## Dataset
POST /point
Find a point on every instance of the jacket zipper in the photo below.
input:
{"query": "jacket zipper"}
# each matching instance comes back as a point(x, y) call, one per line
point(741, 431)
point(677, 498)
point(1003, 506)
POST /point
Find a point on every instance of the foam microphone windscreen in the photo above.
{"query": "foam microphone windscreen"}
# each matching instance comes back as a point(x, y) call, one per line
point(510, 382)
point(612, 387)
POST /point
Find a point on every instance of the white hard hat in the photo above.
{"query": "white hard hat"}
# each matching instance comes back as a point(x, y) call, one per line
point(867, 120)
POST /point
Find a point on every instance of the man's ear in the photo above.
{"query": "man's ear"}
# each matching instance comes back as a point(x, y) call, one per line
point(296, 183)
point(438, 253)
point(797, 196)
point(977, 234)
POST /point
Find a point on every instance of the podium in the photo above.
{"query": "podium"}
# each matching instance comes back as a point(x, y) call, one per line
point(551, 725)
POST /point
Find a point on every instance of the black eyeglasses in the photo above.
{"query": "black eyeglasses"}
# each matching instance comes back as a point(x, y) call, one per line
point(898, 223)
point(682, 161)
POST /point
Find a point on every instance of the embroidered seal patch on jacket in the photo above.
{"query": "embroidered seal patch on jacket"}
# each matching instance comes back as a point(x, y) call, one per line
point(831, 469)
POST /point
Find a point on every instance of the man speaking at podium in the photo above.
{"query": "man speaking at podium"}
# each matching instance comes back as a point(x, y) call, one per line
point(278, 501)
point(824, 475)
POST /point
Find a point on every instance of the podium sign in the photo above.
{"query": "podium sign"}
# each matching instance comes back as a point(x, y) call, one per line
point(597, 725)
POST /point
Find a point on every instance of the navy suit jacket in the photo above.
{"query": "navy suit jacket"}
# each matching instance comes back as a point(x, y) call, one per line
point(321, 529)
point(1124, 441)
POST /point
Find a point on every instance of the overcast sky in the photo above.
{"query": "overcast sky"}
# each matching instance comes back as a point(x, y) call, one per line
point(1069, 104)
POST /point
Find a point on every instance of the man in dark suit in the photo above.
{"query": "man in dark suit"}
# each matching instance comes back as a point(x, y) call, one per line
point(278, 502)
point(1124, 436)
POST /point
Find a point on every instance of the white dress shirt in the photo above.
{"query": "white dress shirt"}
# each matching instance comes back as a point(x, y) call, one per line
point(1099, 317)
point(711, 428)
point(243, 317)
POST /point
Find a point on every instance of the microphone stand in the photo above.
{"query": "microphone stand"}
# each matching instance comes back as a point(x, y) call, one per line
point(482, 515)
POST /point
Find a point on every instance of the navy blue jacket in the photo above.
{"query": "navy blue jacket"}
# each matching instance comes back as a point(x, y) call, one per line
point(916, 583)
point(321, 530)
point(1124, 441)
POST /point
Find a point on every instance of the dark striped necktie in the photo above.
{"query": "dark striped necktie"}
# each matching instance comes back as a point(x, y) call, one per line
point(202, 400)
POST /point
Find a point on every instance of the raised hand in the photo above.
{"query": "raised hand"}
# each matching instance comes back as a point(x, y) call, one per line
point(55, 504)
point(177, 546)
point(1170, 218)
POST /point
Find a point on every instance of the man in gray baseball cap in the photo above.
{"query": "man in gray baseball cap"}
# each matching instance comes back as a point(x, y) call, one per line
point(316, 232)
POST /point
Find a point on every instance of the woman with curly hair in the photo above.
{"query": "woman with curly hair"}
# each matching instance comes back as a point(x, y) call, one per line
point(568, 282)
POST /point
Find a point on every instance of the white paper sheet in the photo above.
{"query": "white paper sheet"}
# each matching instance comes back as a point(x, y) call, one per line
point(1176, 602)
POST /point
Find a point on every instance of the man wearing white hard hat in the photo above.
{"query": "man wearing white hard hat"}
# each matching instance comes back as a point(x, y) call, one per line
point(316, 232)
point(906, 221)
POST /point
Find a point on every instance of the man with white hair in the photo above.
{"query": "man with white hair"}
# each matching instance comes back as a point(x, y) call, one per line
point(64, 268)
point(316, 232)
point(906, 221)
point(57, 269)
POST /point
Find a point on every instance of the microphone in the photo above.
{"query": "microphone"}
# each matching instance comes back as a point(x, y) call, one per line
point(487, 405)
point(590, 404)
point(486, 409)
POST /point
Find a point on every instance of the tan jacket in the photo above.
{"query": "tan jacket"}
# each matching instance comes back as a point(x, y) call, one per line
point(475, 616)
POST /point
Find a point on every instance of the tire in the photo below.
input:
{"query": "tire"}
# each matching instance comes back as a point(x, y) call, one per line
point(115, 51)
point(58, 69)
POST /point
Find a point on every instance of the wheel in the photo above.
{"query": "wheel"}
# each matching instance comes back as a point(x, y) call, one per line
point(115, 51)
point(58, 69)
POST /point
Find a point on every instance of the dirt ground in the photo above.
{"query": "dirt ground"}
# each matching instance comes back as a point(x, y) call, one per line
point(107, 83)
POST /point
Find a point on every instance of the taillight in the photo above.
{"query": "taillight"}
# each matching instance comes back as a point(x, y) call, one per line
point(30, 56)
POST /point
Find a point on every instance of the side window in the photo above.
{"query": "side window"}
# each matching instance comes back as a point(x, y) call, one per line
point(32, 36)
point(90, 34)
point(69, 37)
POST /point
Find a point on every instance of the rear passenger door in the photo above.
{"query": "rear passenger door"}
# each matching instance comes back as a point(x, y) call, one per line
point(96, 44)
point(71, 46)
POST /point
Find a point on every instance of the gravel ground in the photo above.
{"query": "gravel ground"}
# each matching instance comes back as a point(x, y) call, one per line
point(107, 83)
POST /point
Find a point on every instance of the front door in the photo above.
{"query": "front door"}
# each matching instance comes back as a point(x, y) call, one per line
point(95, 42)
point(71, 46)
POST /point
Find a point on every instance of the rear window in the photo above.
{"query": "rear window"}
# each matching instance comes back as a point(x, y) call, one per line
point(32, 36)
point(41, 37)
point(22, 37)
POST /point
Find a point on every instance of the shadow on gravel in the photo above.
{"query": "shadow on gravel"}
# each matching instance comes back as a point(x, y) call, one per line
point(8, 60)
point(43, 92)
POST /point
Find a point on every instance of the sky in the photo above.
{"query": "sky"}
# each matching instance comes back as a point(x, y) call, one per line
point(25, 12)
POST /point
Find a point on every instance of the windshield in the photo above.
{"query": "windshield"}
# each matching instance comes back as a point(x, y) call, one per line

## Problem description
Every entry must be quoted exactly as it appears above.

## Written answer
POST /point
Find a point on every instance of the jacket zipper in the photo below.
input:
{"query": "jacket zipper"}
# each matching instance comes back as a point(x, y) call, one per line
point(741, 431)
point(677, 498)
point(1003, 506)
POST /point
Find a point on every instance of the foam microphone windscreen in the photo above.
{"query": "foam microphone windscreen"}
# each matching instance comes back as a point(x, y) call, one per line
point(510, 382)
point(612, 387)
POST /point
Find a point on every instance of the white hard hat in the photo above.
{"query": "white hard hat"}
# each matching instance comes back as a point(x, y) call, one per line
point(867, 120)
POST /point
Find a point on every instance of the man's ear in the photo above.
{"query": "man's ear"}
# each matching instance comes back as a point(x, y) call, one per line
point(296, 183)
point(438, 253)
point(797, 196)
point(977, 234)
POST /point
Find a point on every instance of the podium in the photo above.
{"query": "podium"}
# each matching instance comes back as a point(x, y) call, one per line
point(551, 725)
POST /point
Find a point on every instance of the black eyeglasses in the photo above.
{"query": "black eyeglasses"}
# each matching instance comes back as a point(x, y) call, one per line
point(898, 223)
point(682, 161)
POST /point
Find a point on every instance of the embroidered seal patch on jacket in the photo above.
{"query": "embroidered seal patch on jacket"}
# each matching instance comes back as a point(x, y) call, one per line
point(831, 469)
POST /point
Find a point on every instance of the man speaking at podium in the photo above.
{"query": "man speaking at podium"}
# each matching instance comes back as a point(x, y) call, one per line
point(278, 501)
point(824, 475)
POST /point
Find a point on every instance of the podium sign in the photo above.
{"query": "podium sign"}
# each matching instance comes back as a point(x, y) call, one per line
point(597, 725)
POST /point
Find a point on every instance of the navy suit jacket in the photo above.
{"query": "navy suit jacket"}
# each matching instance comes back as a point(x, y) call, one per line
point(321, 529)
point(1124, 441)
POST /point
Find a point on every instance of the overcast sky in the photo above.
{"query": "overcast sky"}
# each matching instance comes back as a point(x, y) call, one per line
point(1069, 104)
POST /point
Find a point on every instance of the man in dark suit in the photo above.
{"query": "man in dark suit"}
# each matching instance comes back as a point(x, y) call, one per line
point(278, 502)
point(1124, 436)
POST /point
Find a point on every instance of the white dress shirt in the photo above.
{"query": "white dress shirt"}
# each matching instance comes back as a point(x, y) call, one per line
point(1099, 317)
point(711, 428)
point(243, 317)
POST /point
Find a point on every instance of the microphone stand in the photo above.
{"query": "microphone stand"}
# each matching instance comes back as a point(x, y) call, one per line
point(482, 515)
POST /point
Find a point on every instance of the navy blue jacket in the photo above.
{"query": "navy blue jacket"}
# each matching instance comes back as a point(x, y) call, one per line
point(916, 583)
point(321, 530)
point(1124, 441)
POST /point
Find a point on every instance of the dark striped necktie in the photo above.
{"query": "dark striped necktie"}
# each matching instance comes back as a point(x, y) call, one per line
point(202, 400)
POST /point
Find a point on every instance of the raised hand in the photo above.
{"query": "raised hand"}
# each matching instance comes back as a point(x, y) call, one per line
point(55, 504)
point(177, 546)
point(1170, 218)
POST /point
Find a point on every instance of the man in gray baseball cap in the photo above.
{"query": "man in gray baseball cap"}
# each matching instance comes back as a point(x, y) call, one per line
point(316, 232)
POST /point
Find a point on every instance of the woman with curly hair in the photo above.
{"query": "woman with curly hair"}
# each matching instance comes back as a point(x, y) call, one per line
point(568, 282)
POST /point
Find a point on every instance of the white paper sheet in the photo above.
{"query": "white paper sheet"}
# each matching instance comes back as a point(x, y) call, one per line
point(1176, 602)
POST /point
Find a point on every instance of the man wearing white hard hat in the photo above.
{"query": "man wearing white hard hat"}
# each matching instance comes back as a point(x, y) call, one per line
point(316, 232)
point(906, 221)
POST /point
Find a point on every instance of the man with white hair in the photo above.
{"query": "man with white hair"}
# each matching instance comes back as a point(x, y) call, one per line
point(64, 268)
point(316, 232)
point(906, 221)
point(57, 269)
POST /point
Find a point on every instance of the microphone in the photo above.
{"query": "microphone"}
# each matching instance comes back as a point(x, y) call, one per line
point(487, 405)
point(590, 404)
point(486, 409)
POST /point
Find a point on every instance of the tan jacket in the photo above.
{"query": "tan jacket"}
# each matching instance comes back as a point(x, y) call, one per line
point(475, 616)
POST /point
Find a point on every instance of the tire in the photo below.
input:
{"query": "tire"}
# each matching instance comes back as a point(x, y) call, one per line
point(115, 51)
point(58, 69)
POST /point
Find a point on every instance of the wheel in the photo above.
{"query": "wheel"}
# each matching instance comes back as a point(x, y) call, one per line
point(115, 51)
point(58, 69)
POST /point
Find a point on every instance of the dirt ground in the photo above.
{"query": "dirt ground"}
# each matching instance comes back as a point(x, y) call, one per line
point(107, 83)
POST /point
Find a point on every instance of the taillight in the photo above.
{"query": "taillight"}
# each matching instance comes back as a point(x, y) call, one per line
point(30, 56)
POST /point
Find a point on every instance of the side window in the photo above.
{"query": "side window"}
# each matching instance comes back as a point(x, y) call, one per line
point(32, 36)
point(90, 34)
point(69, 37)
POST /point
Find a point on every instance of the rear passenger door in the photo above.
{"query": "rear passenger door"}
# each matching instance comes back as a point(x, y) call, one per line
point(96, 44)
point(71, 46)
POST /point
Find a point on every instance of the gravel ground in the photo above.
{"query": "gravel ground"}
# each matching instance comes back as a point(x, y) call, one per line
point(107, 83)
POST /point
Find a point on every instance of the front door in the photo above.
{"query": "front door"}
# each matching instance comes back as a point(x, y) call, one per line
point(95, 42)
point(71, 46)
POST /point
Find a point on every instance of the rear window in the photo above.
{"query": "rear window"}
# each matching instance comes back as a point(x, y) call, one per line
point(32, 36)
point(41, 37)
point(22, 37)
POST /point
Find a point on every instance of the shadow on gravel in the photo above.
{"query": "shadow on gravel"}
# each matching instance comes back as a point(x, y) call, one per line
point(8, 60)
point(43, 92)
POST /point
Find a point on every instance of the sky in the photo above.
{"query": "sky"}
# each matching instance comes back as a point(x, y) call, one per line
point(25, 12)
POST /point
Find a point on every instance of the windshield in the photo above.
{"query": "windshield"}
# each matching instance comes back as a point(x, y) call, one per line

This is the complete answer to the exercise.